§ DESCRIPTION OF THE TASK
Set out every line of all the entries below as a JSON list of strings, one string per line, with blank lines skipped.

========================

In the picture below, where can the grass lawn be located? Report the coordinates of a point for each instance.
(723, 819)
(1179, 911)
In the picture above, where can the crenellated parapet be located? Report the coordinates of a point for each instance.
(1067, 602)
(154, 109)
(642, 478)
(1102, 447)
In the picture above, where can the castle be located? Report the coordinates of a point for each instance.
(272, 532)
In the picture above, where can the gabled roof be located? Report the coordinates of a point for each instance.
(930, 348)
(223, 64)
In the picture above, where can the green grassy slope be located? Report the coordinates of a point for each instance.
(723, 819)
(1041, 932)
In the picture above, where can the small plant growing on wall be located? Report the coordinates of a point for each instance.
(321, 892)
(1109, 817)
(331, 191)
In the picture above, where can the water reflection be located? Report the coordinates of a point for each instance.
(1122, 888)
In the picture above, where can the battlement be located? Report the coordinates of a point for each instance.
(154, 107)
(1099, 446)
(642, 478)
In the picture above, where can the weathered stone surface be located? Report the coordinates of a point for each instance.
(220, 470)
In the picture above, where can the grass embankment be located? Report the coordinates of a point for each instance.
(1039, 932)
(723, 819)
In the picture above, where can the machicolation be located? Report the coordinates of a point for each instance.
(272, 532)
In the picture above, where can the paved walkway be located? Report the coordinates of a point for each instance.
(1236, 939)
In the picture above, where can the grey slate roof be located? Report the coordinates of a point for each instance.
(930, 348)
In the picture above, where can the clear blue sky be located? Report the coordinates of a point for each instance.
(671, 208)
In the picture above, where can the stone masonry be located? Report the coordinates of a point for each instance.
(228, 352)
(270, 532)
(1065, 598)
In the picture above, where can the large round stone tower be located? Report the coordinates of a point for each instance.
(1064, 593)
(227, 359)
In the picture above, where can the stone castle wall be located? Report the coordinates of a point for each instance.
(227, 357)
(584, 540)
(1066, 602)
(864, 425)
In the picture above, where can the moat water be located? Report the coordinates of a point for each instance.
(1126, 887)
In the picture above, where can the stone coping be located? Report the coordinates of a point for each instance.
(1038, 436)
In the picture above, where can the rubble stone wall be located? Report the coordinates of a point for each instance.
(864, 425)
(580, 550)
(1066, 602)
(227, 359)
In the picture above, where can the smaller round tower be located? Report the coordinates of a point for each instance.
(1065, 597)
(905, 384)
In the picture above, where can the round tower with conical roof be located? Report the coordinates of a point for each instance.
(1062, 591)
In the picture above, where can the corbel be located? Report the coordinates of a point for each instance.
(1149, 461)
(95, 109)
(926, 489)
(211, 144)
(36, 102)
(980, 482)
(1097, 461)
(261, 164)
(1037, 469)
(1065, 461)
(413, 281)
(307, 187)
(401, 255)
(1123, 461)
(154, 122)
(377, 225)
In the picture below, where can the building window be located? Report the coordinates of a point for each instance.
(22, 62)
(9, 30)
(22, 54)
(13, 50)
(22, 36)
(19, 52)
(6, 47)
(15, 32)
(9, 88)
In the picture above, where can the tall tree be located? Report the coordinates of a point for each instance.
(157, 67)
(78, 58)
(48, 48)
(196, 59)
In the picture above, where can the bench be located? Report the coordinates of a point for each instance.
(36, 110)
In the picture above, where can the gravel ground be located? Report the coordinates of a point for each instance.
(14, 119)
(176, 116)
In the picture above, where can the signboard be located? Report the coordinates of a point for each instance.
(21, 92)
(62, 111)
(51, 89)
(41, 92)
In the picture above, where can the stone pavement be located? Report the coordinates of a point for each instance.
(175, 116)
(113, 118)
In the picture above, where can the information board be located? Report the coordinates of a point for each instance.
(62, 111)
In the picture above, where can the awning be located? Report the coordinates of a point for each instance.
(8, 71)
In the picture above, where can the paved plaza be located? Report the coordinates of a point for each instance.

========================

§ RESULT
[
  "In the picture below, where can the grass lawn be located? Report the coordinates of a point for each instance.",
  "(723, 819)",
  "(1179, 911)",
  "In the picture above, where can the crenellated parapet be located? Report the coordinates of a point for each instance.",
  "(1067, 602)",
  "(154, 109)",
  "(642, 478)",
  "(1102, 447)",
  "In the picture above, where can the castle be located? Report the coordinates of a point for each instance.",
  "(272, 532)",
  "In the picture above, where can the gabled roof be located? Report the coordinates of a point for each instance.",
  "(930, 348)",
  "(223, 64)",
  "In the picture above, where can the green grassy slope be located? Report the coordinates of a point for each instance.",
  "(723, 819)",
  "(1041, 932)",
  "In the picture above, where can the small plant growing on wall be located? Report the coordinates of a point for each instance.",
  "(321, 892)",
  "(1109, 817)",
  "(331, 191)",
  "In the picture above, where can the water reflection be located? Report the coordinates of a point for each instance.",
  "(1122, 888)",
  "In the picture above, where can the battlement be located? Report the coordinates of a point for each instance.",
  "(154, 107)",
  "(1099, 446)",
  "(642, 478)",
  "In the picture above, where can the weathered stone surface be located? Report the coordinates of a point for each instance.",
  "(220, 470)",
  "In the picture above, where can the grass embankment be located? Report the coordinates of a point for each instance.",
  "(1039, 932)",
  "(723, 819)",
  "In the picture above, where can the machicolation be located? Report the coordinates of a point for each instance.",
  "(272, 532)",
  "In the picture above, where can the paved walkway be located? Report the coordinates of a point for each instance.",
  "(1236, 939)",
  "In the picture above, where can the grey slate roof be located? Report the coordinates of a point for each instance.",
  "(930, 348)",
  "In the picture above, where can the clear blue sky be located? Report the coordinates of a point for each instance.",
  "(671, 208)",
  "In the picture above, where can the stone masonry be located? Report the coordinates of a point for each instance.",
  "(228, 352)",
  "(270, 532)",
  "(1065, 598)",
  "In the picture above, where can the large round stone tower be located? Report the coordinates of a point for each instance.",
  "(1064, 593)",
  "(227, 359)",
  "In the picture above, where can the stone castle wall be located? Report the coordinates of a point for each instance.",
  "(227, 357)",
  "(584, 540)",
  "(1066, 602)",
  "(864, 425)",
  "In the picture above, where can the moat water be located? Report the coordinates of a point for each instance.",
  "(1126, 887)",
  "In the picture above, where can the stone coping be located? Report the coordinates of a point for each instance.",
  "(1038, 436)",
  "In the picture above, where can the rubble stone wall be located? Report the coordinates of a point for each instance.",
  "(864, 425)",
  "(580, 550)",
  "(1066, 602)",
  "(227, 359)",
  "In the picture above, where can the smaller round tower be located? Report the coordinates of a point for each instance.",
  "(1065, 597)",
  "(905, 384)",
  "In the picture above, where can the round tower with conical roof be located? Report the coordinates of a point for each instance.",
  "(1062, 591)",
  "In the picture above, where can the corbel be located? Report the coordinates of a point for each instance.",
  "(1149, 461)",
  "(95, 109)",
  "(926, 489)",
  "(211, 144)",
  "(36, 102)",
  "(980, 482)",
  "(1097, 461)",
  "(261, 164)",
  "(1037, 469)",
  "(1065, 461)",
  "(413, 281)",
  "(307, 187)",
  "(401, 255)",
  "(1123, 461)",
  "(154, 122)",
  "(377, 225)",
  "In the picture below, where can the building window be located? Report the coordinates of a point for each instance.",
  "(22, 62)",
  "(9, 30)",
  "(22, 54)",
  "(13, 50)",
  "(22, 36)",
  "(19, 52)",
  "(6, 47)",
  "(15, 32)",
  "(9, 88)",
  "In the picture above, where can the tall tree be located? Report the coordinates of a point for each instance.",
  "(157, 67)",
  "(78, 58)",
  "(48, 48)",
  "(196, 59)",
  "In the picture above, where can the bench be located? Report the coordinates of a point for each instance.",
  "(36, 110)",
  "In the picture above, where can the gravel ground be located? Report the coordinates of a point for each instance.",
  "(14, 119)",
  "(176, 116)",
  "In the picture above, where can the signboard be located? Report the coordinates of a point for each instance.",
  "(21, 92)",
  "(62, 111)",
  "(51, 89)",
  "(41, 92)",
  "In the picture above, where can the stone pavement be located? Report the coordinates of a point for each instance.",
  "(175, 116)",
  "(113, 118)",
  "In the picture above, where can the information board be located? Report the coordinates of a point for each instance.",
  "(62, 111)",
  "In the picture above, where can the awning be located? Report the coordinates of a point for each instance.",
  "(8, 71)",
  "In the picture above, where can the paved plaza be located? Report the coordinates of a point for each instance."
]